International Gran Prix chronology
| ← Previous 1996 | Next → 1998 |

= CMLL International Gran Prix (1997) =

Mexican professional wrestling tournament

The CMLL International Gran Prix (1997) was a lucha libre, or professional wrestling, tournament produced and scripted by the Mexican professional wrestling promotion Consejo Mundial de Lucha Libre (CMLL; "World Wrestling Council" in Spanish) which took place on April 4, 1997 in Arena México, Mexico City, Mexico, CMLL's main venue. The 1997 International Gran Prix was the fourth time CMLL has held an International Gran Prix tournament since 1994. All International Gran Prix tournaments have been a one-night tournament, always as part of CMLL's Friday night CMLL Super Viernes shows.

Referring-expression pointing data
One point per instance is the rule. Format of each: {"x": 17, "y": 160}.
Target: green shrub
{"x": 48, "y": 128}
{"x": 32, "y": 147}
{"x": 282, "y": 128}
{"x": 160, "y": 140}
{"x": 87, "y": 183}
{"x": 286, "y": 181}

__Exercise__
Can you echo the passage on the 1997 CMLL International Gran Prix, beginning at the words "Mexican professional wrestling tournament" and stopping after "Super Viernes shows."?

__Result__
Mexican professional wrestling tournament

The CMLL International Gran Prix (1997) was a lucha libre, or professional wrestling, tournament produced and scripted by the Mexican professional wrestling promotion Consejo Mundial de Lucha Libre (CMLL; "World Wrestling Council" in Spanish) which took place on April 4, 1997 in Arena México, Mexico City, Mexico, CMLL's main venue. The 1997 International Gran Prix was the fourth time CMLL has held an International Gran Prix tournament since 1994. All International Gran Prix tournaments have been a one-night tournament, always as part of CMLL's Friday night CMLL Super Viernes shows.